記事(一部抜粋):2011年7月掲載

連 載

【流言流行への一撃】西部邁

危機統治の能力を失った政党政治

「菅下ろし」には大して関心を持てない。「菅内閣の復興施策にスピード感がない」というのはその通りであろう。「野党への相談がない」というのも本当に違いない。しかし、この想定外の大地震について、与野党ともども為す術を知らずの体であることは誰もが知っている。復興が進捗しない原因を菅直人なる人物の特異な性格に求めて、「菅内閣では復興は不可能」と騒ぎ立てるのは、あきらかに論点のすりかえである。
 自民党にせよ公明党にせよ(民主党内の)小沢派にせよ、みずからの復興のヴィジョンとプランを提示すべきだ。それをしないで菅批判に明け暮れるのは、自分らの危機統治能力の不足を隠蔽するための政治的詐術とみなされて致し方ない。
 どだい、平成の国家解体運動には与野党ともに賛同してきたではないか。菅退陣によって日本の政治はほんの少しは見通しがよくなるではあろう。しかし、危機統治に何が必要であるかを示さないかぎり、日本政治が衰弱と混濁から立ち直れるはずがない。
 危機統治のことに正面から取り組もうとするとき、その第一歩は、平成改革なるものが国家論として迷走のきわみであったことを自省するところから始まる。そのカイカクを民主党陣営が黄色い声で叫び立てて世論を誤導してきたことは確かだ。しかし、世論迎合の必要から自民党も公明党もそれに唱和していた。それどころか、「自民党を潰してでもカイカク断行」と宣うて異常な人気を博したのは、自民党の小泉内閣であった。そうした経緯に頬被りして菅批判に熱中するのは、おのれの罪歴をかき消さんとする目論見からではないのか、と疑われて当然だ。

*課題一覧*.
**1)** 政党政治の記事について、次の問いに答えてください。
(a) 筆者が「論点のすりかえ」だと言っているのは、どうすることか。
(b) 記事は、自民党や公明党、小沢派に何を示すべきだと言っているか。
(c) 「自民党を潰してでもカイカク断行」と言って大きな人気を得たのは、どの内閣か。
**2)** 次の文が政党政治の記事の内容と合っているか、それぞれ「はい」か「いいえ」で答えてください。決め手になる記事の言葉もそのまま引用してください。
(a) 筆者は「菅下ろし」に強い関心を持っている。
(b) 自民党と公明党も、世論に合わせて平成改革に声をそろえていた。
(c) 筆者は、菅が退陣しても日本の政治の見通しは少しもよくならないと言っている。
**3)** 政党政治の記事の続きを、最後の文のあとから書き進めてください。

*提供データ*.
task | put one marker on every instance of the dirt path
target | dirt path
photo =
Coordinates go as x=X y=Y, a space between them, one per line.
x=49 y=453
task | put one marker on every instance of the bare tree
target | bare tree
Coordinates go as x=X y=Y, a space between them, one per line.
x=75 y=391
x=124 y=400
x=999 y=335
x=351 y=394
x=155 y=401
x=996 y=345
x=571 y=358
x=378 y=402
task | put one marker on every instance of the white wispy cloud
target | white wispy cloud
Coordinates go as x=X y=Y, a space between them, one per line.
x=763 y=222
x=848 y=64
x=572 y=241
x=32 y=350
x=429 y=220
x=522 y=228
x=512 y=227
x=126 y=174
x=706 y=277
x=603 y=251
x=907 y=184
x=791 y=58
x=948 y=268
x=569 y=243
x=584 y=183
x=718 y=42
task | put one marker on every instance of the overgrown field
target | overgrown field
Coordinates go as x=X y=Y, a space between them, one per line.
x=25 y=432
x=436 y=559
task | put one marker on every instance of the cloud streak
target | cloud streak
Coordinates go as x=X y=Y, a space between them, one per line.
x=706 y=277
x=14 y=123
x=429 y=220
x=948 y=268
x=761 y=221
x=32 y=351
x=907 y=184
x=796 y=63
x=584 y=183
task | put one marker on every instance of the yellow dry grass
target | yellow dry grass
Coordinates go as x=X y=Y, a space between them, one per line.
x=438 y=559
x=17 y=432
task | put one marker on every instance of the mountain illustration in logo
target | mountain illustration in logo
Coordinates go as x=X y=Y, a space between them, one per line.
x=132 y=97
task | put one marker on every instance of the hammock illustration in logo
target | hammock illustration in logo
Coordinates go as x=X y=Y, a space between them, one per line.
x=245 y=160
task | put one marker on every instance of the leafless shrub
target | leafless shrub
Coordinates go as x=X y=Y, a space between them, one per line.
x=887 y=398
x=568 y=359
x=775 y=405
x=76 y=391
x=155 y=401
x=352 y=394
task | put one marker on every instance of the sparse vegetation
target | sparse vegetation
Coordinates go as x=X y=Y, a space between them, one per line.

*回答*.
**1)**
(a) 復興が進まない原因を菅直人という人物の特異な性格に求めて、「菅内閣では復興は不可能」と騒ぎ立てること。
(b) みずからの復興のヴィジョンとプラン。
(c) 自民党の小泉内閣。

**2)**
(a) いいえ。「「菅下ろし」には大して関心を持てない。」
(b) はい。「世論迎合の必要から自民党も公明党もそれに唱和していた。」
(c) いいえ。「菅退陣によって日本の政治はほんの少しは見通しがよくなるではあろう。」

**3)**
 平成改革運動で目立ったのは、アメリカ流の個人主義に引きずられて、いわゆる日本的経営と日本的組織とを破壊してきたという点である。人間の組織が必要となるのは(予測困難で管理不能な)長期未来の不確実性に立ち向かうためである。HO(ヒューマン・オーガニゼーション、人間組織)は、イメージとしてのみ想像されてきたデインジャー(危機)が実際に発生したとき、人間集団の経験知と想像力に頼って、その危機をルール(統治)するためのものにほかならない。
 確率的に予想されるリスク(危険)ならば、IT(情報技術)によって何とかマネージ(管理)することができる。しかし、歴史現象のほとんどすべてに(危険ではなく)危機がつきまとう。そして、危機をくぐり抜けるにはHOが必要となる。つまり組織の成員たちがおのれらの経験にもとづいて想像をたくまくし、その英知を互いに持ち寄って、集団的な意志決定にまで高めていかなければならない。
 組織は、共通目的を有する役割体系であるからには、かならずや中央集権的な性質を持つ。それは、下手をすると、官僚主義的な抑圧の体制ともなる。しかし、成熟した文明においてならば、組織の構成員への分権と組織の中央への集権がほどよくバランスさせられているものなのである。日本的組織が大敗戦からの復興において多大の成果を挙げたのも、このバランスが確保されていたからだと考えられる。
 この大震災からの復興において、あの大戦災からの復興のことに学ぼうとするなら、「人間組織なければ危機統治もなし」と思い至るはずである。大震災から三カ月が過ぎても、被災者に義援金すら手渡されていないという不始末が生じているのはなぜか。それは、政界も官界も業界も組織というものをほぼ壊滅に至らしめてしまったからであろう。大量の公債発行による大規模な公共事業、という当たり前の政策がその緒にすら就いていないのも、組織が壊滅させられたせいで、被害状況もニーズの分布状況も把握できていないことの結果である。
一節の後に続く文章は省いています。